▶ _DATA FOR THIS TASK_:
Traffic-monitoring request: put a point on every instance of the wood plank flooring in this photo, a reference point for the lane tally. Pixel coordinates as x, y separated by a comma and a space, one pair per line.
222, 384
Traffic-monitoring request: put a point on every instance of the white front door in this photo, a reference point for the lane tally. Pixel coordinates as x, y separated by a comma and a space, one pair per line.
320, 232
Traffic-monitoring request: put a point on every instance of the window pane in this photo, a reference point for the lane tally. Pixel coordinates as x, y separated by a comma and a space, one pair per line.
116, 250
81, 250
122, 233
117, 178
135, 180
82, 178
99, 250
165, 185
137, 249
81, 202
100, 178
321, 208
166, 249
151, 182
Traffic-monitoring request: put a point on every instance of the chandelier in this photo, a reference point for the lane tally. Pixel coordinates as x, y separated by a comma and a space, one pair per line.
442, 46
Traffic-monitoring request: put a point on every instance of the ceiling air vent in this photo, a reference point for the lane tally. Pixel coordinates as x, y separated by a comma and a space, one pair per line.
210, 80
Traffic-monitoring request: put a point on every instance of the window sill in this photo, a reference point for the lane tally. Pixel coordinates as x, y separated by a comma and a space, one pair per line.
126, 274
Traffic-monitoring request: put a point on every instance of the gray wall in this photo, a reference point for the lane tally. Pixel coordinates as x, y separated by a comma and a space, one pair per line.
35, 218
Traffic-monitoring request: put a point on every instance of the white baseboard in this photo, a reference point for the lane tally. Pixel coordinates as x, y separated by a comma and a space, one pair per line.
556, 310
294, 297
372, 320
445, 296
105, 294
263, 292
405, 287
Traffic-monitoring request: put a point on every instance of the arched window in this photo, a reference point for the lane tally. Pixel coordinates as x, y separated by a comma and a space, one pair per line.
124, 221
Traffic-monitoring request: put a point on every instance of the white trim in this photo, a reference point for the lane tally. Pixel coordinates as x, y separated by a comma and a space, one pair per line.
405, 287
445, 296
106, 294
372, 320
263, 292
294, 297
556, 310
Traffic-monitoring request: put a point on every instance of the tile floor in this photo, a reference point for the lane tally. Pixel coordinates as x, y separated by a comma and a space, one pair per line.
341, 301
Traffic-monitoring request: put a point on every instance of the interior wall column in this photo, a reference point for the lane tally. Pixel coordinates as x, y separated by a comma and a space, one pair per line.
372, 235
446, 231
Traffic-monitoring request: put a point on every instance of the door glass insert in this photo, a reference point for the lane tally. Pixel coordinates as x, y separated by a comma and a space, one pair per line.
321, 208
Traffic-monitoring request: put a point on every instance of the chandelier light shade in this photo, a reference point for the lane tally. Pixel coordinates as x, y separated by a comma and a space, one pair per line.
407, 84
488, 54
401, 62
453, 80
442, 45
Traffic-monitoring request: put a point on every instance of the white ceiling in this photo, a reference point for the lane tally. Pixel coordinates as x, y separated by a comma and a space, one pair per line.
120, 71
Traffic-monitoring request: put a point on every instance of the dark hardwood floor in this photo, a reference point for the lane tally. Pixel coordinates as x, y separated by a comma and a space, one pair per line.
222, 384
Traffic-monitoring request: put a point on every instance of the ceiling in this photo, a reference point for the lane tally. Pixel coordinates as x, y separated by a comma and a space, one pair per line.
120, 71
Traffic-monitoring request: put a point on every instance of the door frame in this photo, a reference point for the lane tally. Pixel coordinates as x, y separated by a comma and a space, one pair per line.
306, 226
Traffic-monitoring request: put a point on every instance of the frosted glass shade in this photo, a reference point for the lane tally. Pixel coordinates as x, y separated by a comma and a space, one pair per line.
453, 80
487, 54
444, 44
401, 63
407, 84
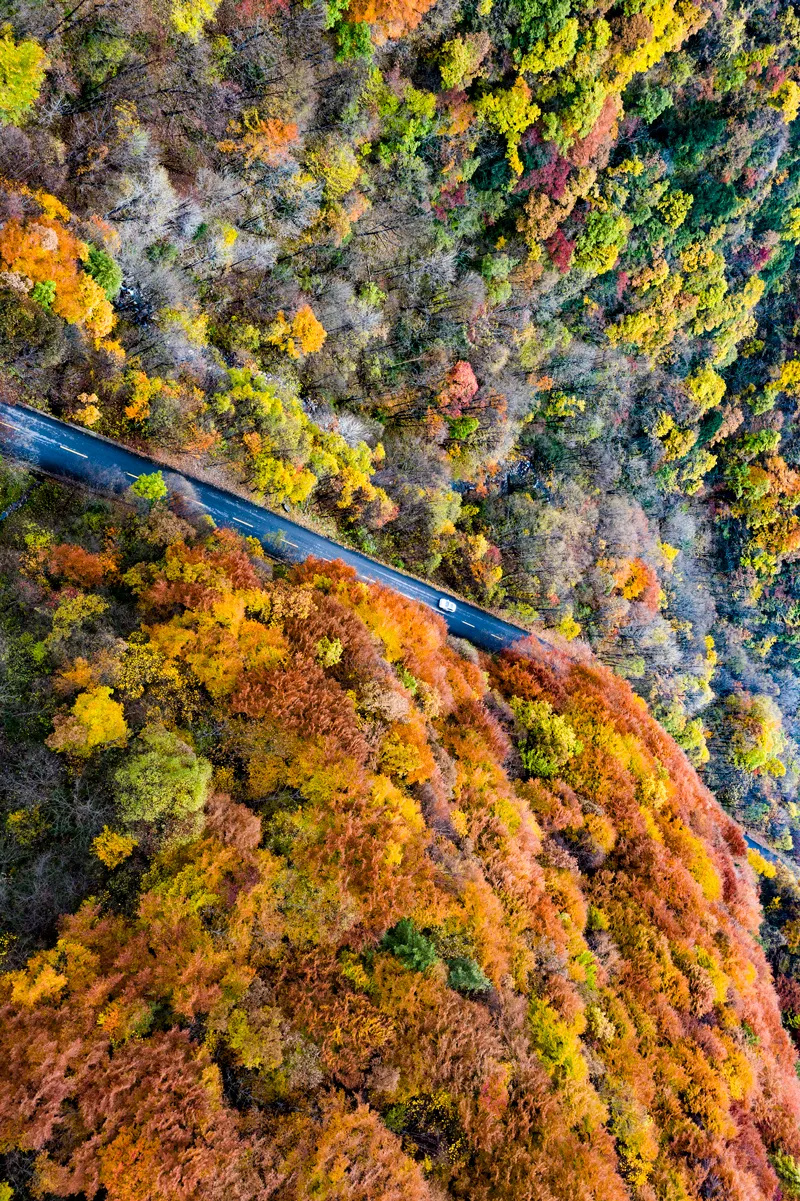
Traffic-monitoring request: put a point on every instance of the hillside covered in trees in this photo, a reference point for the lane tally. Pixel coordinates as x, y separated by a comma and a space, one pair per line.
503, 291
300, 900
350, 910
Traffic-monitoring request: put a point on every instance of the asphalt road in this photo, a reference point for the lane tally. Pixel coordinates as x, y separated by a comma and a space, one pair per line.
64, 449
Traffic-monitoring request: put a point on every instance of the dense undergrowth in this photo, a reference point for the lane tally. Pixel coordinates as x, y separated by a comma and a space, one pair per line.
352, 910
503, 291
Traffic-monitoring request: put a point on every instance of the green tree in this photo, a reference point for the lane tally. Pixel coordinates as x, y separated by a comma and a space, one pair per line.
411, 946
105, 272
22, 73
549, 740
465, 975
150, 487
163, 782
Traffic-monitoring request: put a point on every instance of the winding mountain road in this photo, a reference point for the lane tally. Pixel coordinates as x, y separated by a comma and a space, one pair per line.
65, 449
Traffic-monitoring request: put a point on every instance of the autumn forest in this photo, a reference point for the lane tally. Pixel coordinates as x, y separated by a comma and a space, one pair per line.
303, 897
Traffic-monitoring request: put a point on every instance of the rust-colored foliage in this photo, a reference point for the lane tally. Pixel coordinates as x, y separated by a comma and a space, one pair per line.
579, 1010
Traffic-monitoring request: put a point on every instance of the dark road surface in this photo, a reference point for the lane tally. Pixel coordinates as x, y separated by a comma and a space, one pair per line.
64, 449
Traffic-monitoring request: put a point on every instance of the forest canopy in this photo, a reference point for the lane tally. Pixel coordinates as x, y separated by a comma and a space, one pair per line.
302, 898
305, 898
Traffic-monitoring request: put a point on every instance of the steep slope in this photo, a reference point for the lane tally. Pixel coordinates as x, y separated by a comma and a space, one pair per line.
370, 915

▶ _ASSIGNMENT_: Repeat the material above in full and unchanged, minus its images.

▶ _THE ANSWER_:
Traffic-monitoring request: put a point on every instance of the wood plank flooring in this photo, a reference point for the lane tally. Pixel coordinates as x, y separated by a comma and a space, one pair per line.
222, 384
Traffic-monitoring request: put a point on every instance of the white front door in this photo, a reference point for the lane tally. Pixel coordinates as x, y separated by a comma and a space, one pair per line.
320, 232
Traffic-monitoring request: put a point on every instance of the window pane in this photo, a reference point for the lane tally. Pixel coordinates as x, y separated by a comma and a space, one pair per line.
116, 250
81, 250
122, 233
117, 178
135, 180
82, 178
99, 250
165, 185
137, 249
81, 202
100, 178
321, 208
166, 249
151, 182
Traffic-monitoring request: put a point on every instance of the chandelier in this photo, a reference point for the lane tally. Pixel coordinates as x, y separated by a comma and a space, one pair per line.
442, 46
Traffic-monitoring request: put a point on every instance of the ceiling air vent in this photo, a reference point for the lane tally. Pixel coordinates as x, y separated by a comma and a space, one pair per line.
210, 80
Traffic-monitoring request: put a point on every instance of the window sill in this photo, a reference point for the lane tally. Pixel coordinates as x, y separated by a comma and a space, one pair per line.
126, 274
Traffic-monitoring request: put a point on every instance of the gray wall in this photo, a reference point for the lane tally. Pixel coordinates as x, y separated by a comma and a space, one pair per line.
35, 218
Traffic-monitoring request: put a point on every instance of the white baseboard in this photo, a reference point for the lane tally. Pixel coordinates as x, y separated by a comma and a space, one pair per line.
556, 310
294, 297
372, 320
445, 296
105, 294
263, 292
405, 287
Traffic-monitoring request: put a point on every instance of the arched window in this photo, a reference point for the lane tally. Pixel coordinates as x, y separated by a comma and a space, one pair per line.
124, 221
Traffic-monitoring request: put a point on every instance of the white trim in this photo, a reference point for the lane tally. Pixel coordinates as x, y separated by a comma and a space, one pair per line.
405, 287
445, 296
106, 294
372, 320
263, 292
294, 297
556, 310
Traffic-monitoring request: put a point on every instance of the tile floor in this photo, a reference point for the lane tally. Pixel coordinates as x, y separated by a comma and a space, one pair per line.
341, 301
Traffic-monitoring request: put a point on every instance of the interior wall column in this photo, a reference point for the lane tally. Pixel coordinates as x, y separated by a comma and a space, one pair per line.
372, 235
446, 231
Traffic-monitoring request: put a point on every instance of the door glass insert in this photo, a reference point for the lane tally. Pixel coordinates as x, y separated by a comma and a space, one pair per line.
321, 208
Traffic-monitoring request: put a point on every instance of the chandelier light shade in this photo, a reference point for the lane tally. Pixel coordinates as x, y separated by a comma and a space, one pair per line.
407, 84
488, 54
401, 62
453, 80
442, 45
Traffic-monitoring request: put a point on every instance of the white ceiling in this photo, a reference point for the lane tally. Pixel coordinates as x, y separated by a comma and a space, one pair per line.
120, 71
Traffic-monitoring request: put a point on every instance of the dark hardwood floor in this photo, a reference point for the lane tally. Pixel coordinates as x, y separated by a comma and a space, one pair per line.
222, 384
Traffic-monitoring request: put a point on every instance of the ceiling in this photo, a reference point for the lane tally. Pixel coordinates as x, y separated by a comma and a space, one pair per line.
120, 71
Traffic-monitoring request: put a point on every instance of the door frame in this photo, a reference point for the lane tally. Pixel coordinates as x, y separated by a comma and a space, one pair per line.
306, 226
Traffic-monitoring request: put a point on every instance of the frosted glass shade in this photo, a reference point for the lane tally. Pixel coordinates as x, y separated by a comma and a space, one pair per line.
453, 80
487, 54
444, 44
401, 63
407, 84
Traffic-monitoring request: put a point on every instance of the hillside covered in trees in this photo, a reference point for the lane tally. Pixel coordinates as x, y separated by a comma and a space, one pair per line.
503, 291
300, 900
350, 910
Traffic-monitoring request: put a point on every instance of the asphalt road in this photo, a reference point for the lane tally. Pixel coordinates as x, y separated by a comma and a space, one pair per line.
64, 449
Traffic-monitoring request: put a point on every instance of the dense undergrowth in this photo, a reference point for the lane tally. Pixel coordinates as x, y separated by a comma and a space, one pair per line.
352, 910
503, 291
Traffic-monitoring request: put a point on every instance of the green tree in this photo, a reference point for the lane tally. Pixel coordinates as x, y separated by a comma and a space, one pair per line.
411, 946
105, 272
22, 73
549, 740
465, 975
150, 487
163, 782
Traffic-monitoring request: put a point on every instance of the winding mountain road in this photo, a reference point for the lane tally. Pixel coordinates as x, y separated by a comma and a space, one pair per line.
65, 449
Traffic-monitoring request: put a point on every instance of the autumn forest in this photo, a reference point for the lane tally. Pixel coordinates as x, y separated by a comma and a space, one pair per line.
303, 897
Traffic-monitoring request: put a point on every instance of the rust-colored foliage in this photo, a reference point for the lane tally. Pixel coordinates as x, y separated by a comma and a space, one pair per line.
579, 1010
Traffic-monitoring request: put a point on every instance of the dark road surface in this photo, a reference point for the lane tally. Pixel coordinates as x, y separated by a comma and a space, one pair per line.
64, 449
Traffic-monitoring request: put a point on every instance of the forest canopy in this photo, a reference point for the lane tally. Pixel coordinates as x, y separated by a comma and a space, one pair per line.
302, 898
305, 898
Traffic-monitoring request: put a point on every instance of the steep slope in this photo, a reference point for the lane tally. Pixel coordinates as x, y separated by a comma and a space, one pair per line.
370, 915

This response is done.